— BEGIN —
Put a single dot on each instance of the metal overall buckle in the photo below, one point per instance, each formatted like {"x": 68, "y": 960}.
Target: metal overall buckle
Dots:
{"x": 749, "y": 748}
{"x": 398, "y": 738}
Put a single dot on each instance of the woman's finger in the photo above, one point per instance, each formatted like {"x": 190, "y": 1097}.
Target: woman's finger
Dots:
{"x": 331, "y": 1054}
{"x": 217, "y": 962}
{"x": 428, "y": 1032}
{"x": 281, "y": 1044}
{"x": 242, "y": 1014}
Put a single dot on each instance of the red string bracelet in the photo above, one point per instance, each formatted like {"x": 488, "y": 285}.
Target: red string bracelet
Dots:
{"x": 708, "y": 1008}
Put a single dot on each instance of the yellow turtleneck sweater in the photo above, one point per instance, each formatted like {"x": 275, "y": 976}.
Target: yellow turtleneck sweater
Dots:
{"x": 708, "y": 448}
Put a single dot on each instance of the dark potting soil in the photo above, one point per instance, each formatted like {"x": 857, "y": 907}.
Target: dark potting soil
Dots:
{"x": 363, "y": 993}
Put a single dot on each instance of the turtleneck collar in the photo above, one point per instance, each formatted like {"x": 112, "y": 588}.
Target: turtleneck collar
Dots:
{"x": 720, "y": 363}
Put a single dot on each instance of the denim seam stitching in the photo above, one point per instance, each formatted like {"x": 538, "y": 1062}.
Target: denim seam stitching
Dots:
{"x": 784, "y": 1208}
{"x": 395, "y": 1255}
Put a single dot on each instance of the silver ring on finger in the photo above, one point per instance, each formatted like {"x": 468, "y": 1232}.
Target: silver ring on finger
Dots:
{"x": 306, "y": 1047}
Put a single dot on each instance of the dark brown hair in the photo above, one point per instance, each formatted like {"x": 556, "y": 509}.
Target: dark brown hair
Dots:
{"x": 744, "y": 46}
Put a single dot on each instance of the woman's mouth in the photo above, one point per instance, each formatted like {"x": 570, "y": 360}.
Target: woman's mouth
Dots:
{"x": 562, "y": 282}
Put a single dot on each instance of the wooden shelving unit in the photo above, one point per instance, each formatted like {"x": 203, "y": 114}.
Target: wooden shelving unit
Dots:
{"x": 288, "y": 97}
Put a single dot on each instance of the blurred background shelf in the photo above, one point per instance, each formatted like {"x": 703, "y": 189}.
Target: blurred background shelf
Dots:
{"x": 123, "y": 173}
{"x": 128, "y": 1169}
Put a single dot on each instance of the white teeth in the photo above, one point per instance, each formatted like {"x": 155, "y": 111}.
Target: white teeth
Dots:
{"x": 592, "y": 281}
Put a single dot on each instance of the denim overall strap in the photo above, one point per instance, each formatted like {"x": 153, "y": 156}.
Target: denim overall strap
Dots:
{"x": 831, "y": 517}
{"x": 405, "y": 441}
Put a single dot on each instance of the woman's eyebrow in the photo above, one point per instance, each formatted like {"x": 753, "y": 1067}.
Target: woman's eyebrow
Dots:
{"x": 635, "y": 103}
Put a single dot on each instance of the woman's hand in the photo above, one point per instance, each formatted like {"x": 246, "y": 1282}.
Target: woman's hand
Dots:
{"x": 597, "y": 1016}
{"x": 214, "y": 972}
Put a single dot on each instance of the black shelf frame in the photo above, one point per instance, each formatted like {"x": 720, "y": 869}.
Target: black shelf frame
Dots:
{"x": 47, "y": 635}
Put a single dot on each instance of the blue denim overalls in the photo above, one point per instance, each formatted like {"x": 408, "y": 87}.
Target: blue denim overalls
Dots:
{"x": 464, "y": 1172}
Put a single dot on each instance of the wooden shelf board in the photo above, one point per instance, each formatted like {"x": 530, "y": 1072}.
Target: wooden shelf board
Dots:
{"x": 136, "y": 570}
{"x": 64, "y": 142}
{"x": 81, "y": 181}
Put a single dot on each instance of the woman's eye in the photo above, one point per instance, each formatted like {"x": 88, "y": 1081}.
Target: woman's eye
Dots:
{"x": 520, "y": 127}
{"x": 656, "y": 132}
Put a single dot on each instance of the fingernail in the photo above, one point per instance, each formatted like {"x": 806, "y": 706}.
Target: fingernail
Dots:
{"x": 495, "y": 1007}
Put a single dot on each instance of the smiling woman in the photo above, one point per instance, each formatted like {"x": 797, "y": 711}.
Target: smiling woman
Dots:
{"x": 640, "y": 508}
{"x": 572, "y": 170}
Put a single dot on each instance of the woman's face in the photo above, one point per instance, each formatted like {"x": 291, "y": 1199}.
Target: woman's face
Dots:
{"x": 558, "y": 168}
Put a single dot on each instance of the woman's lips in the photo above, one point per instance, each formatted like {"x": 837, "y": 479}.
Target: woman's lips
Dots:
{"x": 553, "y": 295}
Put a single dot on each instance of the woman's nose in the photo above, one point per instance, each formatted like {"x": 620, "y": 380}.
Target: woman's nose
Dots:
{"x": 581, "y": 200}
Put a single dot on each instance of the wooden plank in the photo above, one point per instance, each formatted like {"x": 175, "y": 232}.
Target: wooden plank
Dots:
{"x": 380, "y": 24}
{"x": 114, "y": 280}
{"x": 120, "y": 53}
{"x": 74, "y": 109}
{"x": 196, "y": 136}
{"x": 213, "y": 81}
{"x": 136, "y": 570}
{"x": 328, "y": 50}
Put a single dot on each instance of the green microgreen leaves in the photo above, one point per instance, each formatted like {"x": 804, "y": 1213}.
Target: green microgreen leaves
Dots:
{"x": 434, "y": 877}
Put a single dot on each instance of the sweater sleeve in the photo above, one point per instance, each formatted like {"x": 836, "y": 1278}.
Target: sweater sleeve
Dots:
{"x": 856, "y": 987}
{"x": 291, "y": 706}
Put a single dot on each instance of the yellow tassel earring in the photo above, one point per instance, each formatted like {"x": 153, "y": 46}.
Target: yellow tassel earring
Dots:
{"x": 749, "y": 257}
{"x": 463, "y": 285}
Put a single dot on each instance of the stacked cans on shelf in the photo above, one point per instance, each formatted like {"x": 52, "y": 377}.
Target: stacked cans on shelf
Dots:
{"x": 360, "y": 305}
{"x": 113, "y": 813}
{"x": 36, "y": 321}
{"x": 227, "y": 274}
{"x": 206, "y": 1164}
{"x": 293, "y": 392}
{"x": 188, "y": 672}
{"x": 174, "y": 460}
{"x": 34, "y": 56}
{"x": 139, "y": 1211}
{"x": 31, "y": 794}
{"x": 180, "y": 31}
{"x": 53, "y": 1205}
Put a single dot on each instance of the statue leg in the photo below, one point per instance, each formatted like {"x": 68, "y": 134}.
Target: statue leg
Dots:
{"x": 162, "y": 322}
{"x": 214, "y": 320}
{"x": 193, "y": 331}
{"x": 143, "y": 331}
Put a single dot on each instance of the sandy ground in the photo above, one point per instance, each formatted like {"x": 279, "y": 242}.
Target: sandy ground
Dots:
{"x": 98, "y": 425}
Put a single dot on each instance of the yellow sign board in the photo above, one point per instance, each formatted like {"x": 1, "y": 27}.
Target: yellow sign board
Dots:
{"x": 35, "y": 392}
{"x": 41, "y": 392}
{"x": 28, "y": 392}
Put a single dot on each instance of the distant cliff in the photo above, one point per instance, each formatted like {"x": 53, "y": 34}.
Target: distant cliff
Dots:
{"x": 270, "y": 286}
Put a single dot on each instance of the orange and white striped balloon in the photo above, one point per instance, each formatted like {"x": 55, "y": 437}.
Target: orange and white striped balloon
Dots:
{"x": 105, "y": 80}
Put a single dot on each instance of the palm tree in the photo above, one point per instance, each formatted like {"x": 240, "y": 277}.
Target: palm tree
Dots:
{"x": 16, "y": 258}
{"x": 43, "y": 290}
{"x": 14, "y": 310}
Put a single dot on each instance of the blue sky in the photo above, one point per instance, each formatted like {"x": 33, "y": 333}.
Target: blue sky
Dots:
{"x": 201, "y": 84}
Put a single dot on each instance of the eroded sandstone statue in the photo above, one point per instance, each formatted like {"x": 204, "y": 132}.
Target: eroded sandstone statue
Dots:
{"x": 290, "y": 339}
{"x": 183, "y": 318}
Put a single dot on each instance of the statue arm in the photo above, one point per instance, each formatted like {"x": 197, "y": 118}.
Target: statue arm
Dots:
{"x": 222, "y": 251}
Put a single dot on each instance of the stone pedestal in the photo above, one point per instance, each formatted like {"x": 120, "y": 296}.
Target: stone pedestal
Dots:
— END —
**Given instruction:**
Starting at the line that contains "Put a single dot on each instance of the yellow sign", quote each remaining line of the entries above, unchanged.

**The completed task:**
Put a single dot on each instance of the yellow sign board in the photo above, one point per instance, each formatted like {"x": 1, "y": 27}.
Target: yellow sign board
Dots:
{"x": 35, "y": 392}
{"x": 41, "y": 392}
{"x": 28, "y": 392}
Put a single dot on each instance of the distant cliff in the photo above, one point per instance, each formatted like {"x": 53, "y": 34}.
Target: distant cliff
Dots:
{"x": 270, "y": 286}
Put a single dot on each instance of the orange and white striped balloon in the photo above, one point per instance, each formatted like {"x": 55, "y": 437}.
Target: orange and white striped balloon
Dots:
{"x": 105, "y": 80}
Put a single dot on each instance of the palm tree in the photo above, one point per instance, each formatted like {"x": 240, "y": 277}.
Target: palm tree
Dots:
{"x": 16, "y": 258}
{"x": 43, "y": 290}
{"x": 14, "y": 310}
Put a single dot on each instance of the blue sky in the photo above, one point per instance, each formatted like {"x": 33, "y": 333}.
Target: blue sky
Dots:
{"x": 201, "y": 84}
Put a single dot on each instance of the eroded sandstone statue in the photo above, one point per instance, each formatted like {"x": 204, "y": 132}.
Target: eroded sandstone statue
Dots:
{"x": 290, "y": 339}
{"x": 183, "y": 318}
Put a single dot on each instance of the statue arm in the photo above, one point per instance, each formatted like {"x": 197, "y": 118}.
Target: statue arm
Dots:
{"x": 222, "y": 251}
Put a single dot on each instance of the stone pedestal in the photo above, one point per instance, each formatted like {"x": 120, "y": 296}.
Target: stone pedestal
Dots:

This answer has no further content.